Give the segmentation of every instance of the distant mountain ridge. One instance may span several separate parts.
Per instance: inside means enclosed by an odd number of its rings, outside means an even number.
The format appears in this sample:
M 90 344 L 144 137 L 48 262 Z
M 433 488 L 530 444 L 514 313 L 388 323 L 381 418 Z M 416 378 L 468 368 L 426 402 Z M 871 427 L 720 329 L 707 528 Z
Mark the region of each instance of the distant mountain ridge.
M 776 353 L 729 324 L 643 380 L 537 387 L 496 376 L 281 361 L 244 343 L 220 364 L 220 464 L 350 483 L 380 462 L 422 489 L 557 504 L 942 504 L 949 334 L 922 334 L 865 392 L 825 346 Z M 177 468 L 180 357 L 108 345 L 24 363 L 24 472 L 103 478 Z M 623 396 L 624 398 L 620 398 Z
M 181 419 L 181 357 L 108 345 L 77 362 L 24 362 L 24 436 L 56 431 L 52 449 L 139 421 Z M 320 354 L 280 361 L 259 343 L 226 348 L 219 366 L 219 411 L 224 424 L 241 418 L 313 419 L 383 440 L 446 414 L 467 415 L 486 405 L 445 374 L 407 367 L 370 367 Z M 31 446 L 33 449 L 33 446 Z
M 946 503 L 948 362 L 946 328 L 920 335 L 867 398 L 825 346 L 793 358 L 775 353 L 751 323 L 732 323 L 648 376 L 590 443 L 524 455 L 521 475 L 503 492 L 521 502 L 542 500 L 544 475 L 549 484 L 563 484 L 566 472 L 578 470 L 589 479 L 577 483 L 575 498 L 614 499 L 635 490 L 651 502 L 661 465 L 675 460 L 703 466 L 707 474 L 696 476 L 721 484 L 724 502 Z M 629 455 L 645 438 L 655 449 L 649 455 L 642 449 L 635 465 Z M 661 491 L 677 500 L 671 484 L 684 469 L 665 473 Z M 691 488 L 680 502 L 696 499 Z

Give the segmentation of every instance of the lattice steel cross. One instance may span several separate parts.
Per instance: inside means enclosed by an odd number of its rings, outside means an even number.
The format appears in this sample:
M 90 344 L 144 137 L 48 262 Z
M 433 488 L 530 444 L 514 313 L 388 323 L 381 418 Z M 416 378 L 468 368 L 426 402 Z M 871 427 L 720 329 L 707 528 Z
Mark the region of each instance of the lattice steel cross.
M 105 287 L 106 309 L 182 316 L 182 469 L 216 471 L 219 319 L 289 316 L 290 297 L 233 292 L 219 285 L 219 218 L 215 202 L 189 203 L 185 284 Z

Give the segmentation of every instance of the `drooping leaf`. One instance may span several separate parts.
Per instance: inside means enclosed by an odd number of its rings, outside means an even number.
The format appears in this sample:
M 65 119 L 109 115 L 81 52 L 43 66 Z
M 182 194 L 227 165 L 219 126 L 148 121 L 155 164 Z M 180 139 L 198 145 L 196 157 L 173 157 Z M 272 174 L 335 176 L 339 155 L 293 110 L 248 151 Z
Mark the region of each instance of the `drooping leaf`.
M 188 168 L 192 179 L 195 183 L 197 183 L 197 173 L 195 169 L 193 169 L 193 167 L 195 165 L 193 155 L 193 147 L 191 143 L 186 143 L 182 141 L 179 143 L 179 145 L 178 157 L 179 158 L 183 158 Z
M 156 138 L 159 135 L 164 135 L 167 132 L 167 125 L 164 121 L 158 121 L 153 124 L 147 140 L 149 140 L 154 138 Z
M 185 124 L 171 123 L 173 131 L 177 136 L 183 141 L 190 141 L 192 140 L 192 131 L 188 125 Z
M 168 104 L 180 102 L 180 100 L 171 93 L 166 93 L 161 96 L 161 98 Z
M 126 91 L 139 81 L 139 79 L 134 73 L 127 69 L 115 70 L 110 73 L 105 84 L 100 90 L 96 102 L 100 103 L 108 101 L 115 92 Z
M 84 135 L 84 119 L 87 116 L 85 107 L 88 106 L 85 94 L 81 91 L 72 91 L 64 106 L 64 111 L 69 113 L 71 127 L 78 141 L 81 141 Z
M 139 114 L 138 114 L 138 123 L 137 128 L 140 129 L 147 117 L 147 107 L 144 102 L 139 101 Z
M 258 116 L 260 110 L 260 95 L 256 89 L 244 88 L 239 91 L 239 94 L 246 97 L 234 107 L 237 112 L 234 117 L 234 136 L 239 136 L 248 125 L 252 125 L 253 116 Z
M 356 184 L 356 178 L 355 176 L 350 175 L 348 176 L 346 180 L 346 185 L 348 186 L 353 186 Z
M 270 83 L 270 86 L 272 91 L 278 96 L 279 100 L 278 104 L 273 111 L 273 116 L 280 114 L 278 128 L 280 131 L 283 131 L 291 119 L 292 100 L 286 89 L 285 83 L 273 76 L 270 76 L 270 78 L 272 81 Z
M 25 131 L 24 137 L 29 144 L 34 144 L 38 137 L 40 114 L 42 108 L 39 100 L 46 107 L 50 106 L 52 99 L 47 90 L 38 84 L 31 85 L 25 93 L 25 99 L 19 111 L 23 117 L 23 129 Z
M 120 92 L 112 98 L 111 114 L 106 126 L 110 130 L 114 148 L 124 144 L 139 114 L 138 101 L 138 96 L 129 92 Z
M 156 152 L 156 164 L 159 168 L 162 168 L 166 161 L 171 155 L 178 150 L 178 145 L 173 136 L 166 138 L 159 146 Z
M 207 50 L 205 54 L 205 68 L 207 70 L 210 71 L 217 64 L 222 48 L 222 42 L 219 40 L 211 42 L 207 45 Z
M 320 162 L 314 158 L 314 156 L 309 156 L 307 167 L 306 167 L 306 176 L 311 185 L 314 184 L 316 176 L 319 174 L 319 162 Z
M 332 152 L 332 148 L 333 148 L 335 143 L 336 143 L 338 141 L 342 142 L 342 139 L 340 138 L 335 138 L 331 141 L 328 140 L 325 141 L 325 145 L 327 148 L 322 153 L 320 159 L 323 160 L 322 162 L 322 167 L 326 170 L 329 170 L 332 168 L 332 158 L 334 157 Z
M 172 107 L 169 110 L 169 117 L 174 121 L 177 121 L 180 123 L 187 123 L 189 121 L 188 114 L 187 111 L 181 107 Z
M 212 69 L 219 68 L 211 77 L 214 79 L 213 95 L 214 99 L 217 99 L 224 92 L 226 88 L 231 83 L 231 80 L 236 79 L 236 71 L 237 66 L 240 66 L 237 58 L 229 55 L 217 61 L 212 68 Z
***
## WORK TO BE COMPLETED
Throughout the data above, rename "segmentation" to "mask" and leave every other character unchanged.

## OUTPUT OF THE TASK
Give the mask of every instance of the distant mountain ridge. One instance may span several separate parts.
Per instance: inside means enclosed by an odd number of its rings, outside means an even number.
The format appears in this sample:
M 90 344 L 144 137 L 48 262 Z
M 433 488 L 530 444 L 514 313 L 388 323 L 381 418 Z M 416 378 L 468 368 L 426 402 Z M 871 427 L 720 329 L 707 528 Z
Mark the region of each instance of the distant mountain ridge.
M 776 353 L 729 324 L 643 380 L 537 387 L 496 376 L 281 361 L 244 343 L 220 364 L 220 464 L 350 483 L 380 462 L 422 489 L 557 504 L 942 504 L 949 334 L 922 334 L 865 392 L 825 346 Z M 177 468 L 180 357 L 108 345 L 24 363 L 24 472 L 103 478 Z M 623 396 L 624 398 L 620 398 Z
M 181 419 L 181 357 L 108 345 L 77 362 L 24 362 L 24 436 L 56 431 L 52 449 L 139 421 Z M 320 354 L 280 361 L 259 343 L 226 348 L 219 366 L 219 411 L 224 424 L 241 418 L 313 419 L 383 440 L 446 414 L 467 415 L 486 405 L 445 374 L 407 367 L 370 367 Z M 31 446 L 33 449 L 33 446 Z
M 946 503 L 948 362 L 946 328 L 920 335 L 867 398 L 825 346 L 793 358 L 775 353 L 751 323 L 732 323 L 648 376 L 590 443 L 524 455 L 521 475 L 503 492 L 521 502 L 542 500 L 544 475 L 549 484 L 563 484 L 566 472 L 578 470 L 589 479 L 577 483 L 575 498 L 614 499 L 635 490 L 651 502 L 661 465 L 675 460 L 703 466 L 707 474 L 696 476 L 721 484 L 724 502 Z M 629 455 L 645 438 L 655 449 L 649 455 L 642 449 L 635 465 Z M 661 491 L 677 500 L 671 484 L 684 469 L 665 473 Z M 691 488 L 680 502 L 696 499 Z

Give the mask of every instance of the lattice steel cross. One instance may span several separate parts.
Per instance: inside means enclosed by an odd number of its rings, outside means an even number.
The format appears in this sample:
M 90 344 L 144 137 L 48 262 Z
M 433 488 L 530 444 L 514 313 L 388 323 L 381 418 Z M 416 378 L 468 368 L 426 402 Z M 871 427 L 720 329 L 707 528 Z
Mark the region of each instance of the lattice steel cross.
M 105 287 L 106 309 L 182 316 L 182 469 L 216 471 L 219 319 L 289 316 L 290 297 L 233 292 L 219 285 L 219 218 L 215 202 L 189 203 L 185 284 Z

Give the mask of every instance of the `drooping leaf`. One instance may span several separate parts.
Per instance: inside means enclosed by an odd number of its rings, outside means an even number.
The format appears in this sample:
M 65 119 L 109 115 L 81 52 L 43 66 Z
M 182 194 L 227 165 L 219 126 L 148 121 L 155 164 Z M 180 139 L 198 145 L 196 157 L 173 157 Z M 272 174 L 335 176 L 339 155 L 293 110 L 248 151 Z
Mark the region of each instance of the `drooping leaf`.
M 188 168 L 192 179 L 195 183 L 197 183 L 197 173 L 195 169 L 193 169 L 193 167 L 195 165 L 193 155 L 193 147 L 191 143 L 186 143 L 182 141 L 179 143 L 179 145 L 178 157 L 179 158 L 183 158 Z
M 156 138 L 159 135 L 164 135 L 167 132 L 167 125 L 164 121 L 158 121 L 153 124 L 147 140 L 149 140 L 154 138 Z
M 185 124 L 171 123 L 173 131 L 177 136 L 183 141 L 190 141 L 192 140 L 192 131 L 188 125 Z
M 168 104 L 180 102 L 180 100 L 171 93 L 166 93 L 161 96 L 161 98 Z
M 126 91 L 139 81 L 139 79 L 134 73 L 127 69 L 115 70 L 110 73 L 105 84 L 100 90 L 96 102 L 100 103 L 108 101 L 115 92 Z
M 84 135 L 84 119 L 87 116 L 85 107 L 88 106 L 85 94 L 81 91 L 72 91 L 64 106 L 64 111 L 69 113 L 71 127 L 78 141 L 81 141 Z
M 139 114 L 138 114 L 138 123 L 137 128 L 140 129 L 147 117 L 147 107 L 144 102 L 139 101 Z
M 258 116 L 260 110 L 260 95 L 256 89 L 244 88 L 239 91 L 239 94 L 246 97 L 234 107 L 237 112 L 234 117 L 234 136 L 239 136 L 248 125 L 252 125 L 253 116 Z
M 356 184 L 356 178 L 355 176 L 350 175 L 348 176 L 346 180 L 346 185 L 348 186 L 353 186 Z
M 270 83 L 270 86 L 272 91 L 278 96 L 279 100 L 278 104 L 273 111 L 273 116 L 280 114 L 278 128 L 280 131 L 283 131 L 291 119 L 292 100 L 286 89 L 285 83 L 273 76 L 270 76 L 270 78 L 272 81 Z
M 25 131 L 24 137 L 29 144 L 34 144 L 38 137 L 40 114 L 42 108 L 39 100 L 46 107 L 50 106 L 52 99 L 47 90 L 38 84 L 31 85 L 25 93 L 25 99 L 19 111 L 23 117 L 23 129 Z
M 120 92 L 112 98 L 111 114 L 106 126 L 110 130 L 114 148 L 124 144 L 139 114 L 138 101 L 138 96 L 129 92 Z
M 156 152 L 156 164 L 159 168 L 162 168 L 166 161 L 171 155 L 178 150 L 178 145 L 173 136 L 166 138 L 159 146 Z
M 207 50 L 205 54 L 205 68 L 207 70 L 210 71 L 217 64 L 222 48 L 222 42 L 219 40 L 211 42 L 207 45 Z
M 320 162 L 314 158 L 314 156 L 309 156 L 307 167 L 306 167 L 306 176 L 311 185 L 314 184 L 316 176 L 319 174 L 319 162 Z
M 332 152 L 332 148 L 333 148 L 335 143 L 336 143 L 338 141 L 342 142 L 342 139 L 340 138 L 335 138 L 331 141 L 328 140 L 325 141 L 325 145 L 327 148 L 322 153 L 320 159 L 323 160 L 322 162 L 322 167 L 326 170 L 329 170 L 332 168 L 332 158 L 334 157 Z
M 172 107 L 169 110 L 169 117 L 174 121 L 177 121 L 180 123 L 187 123 L 189 121 L 188 114 L 187 111 L 181 107 Z
M 212 69 L 219 68 L 211 77 L 214 79 L 213 95 L 214 99 L 217 99 L 224 92 L 226 88 L 231 83 L 231 80 L 236 79 L 236 71 L 237 66 L 240 66 L 237 58 L 229 55 L 217 61 L 212 68 Z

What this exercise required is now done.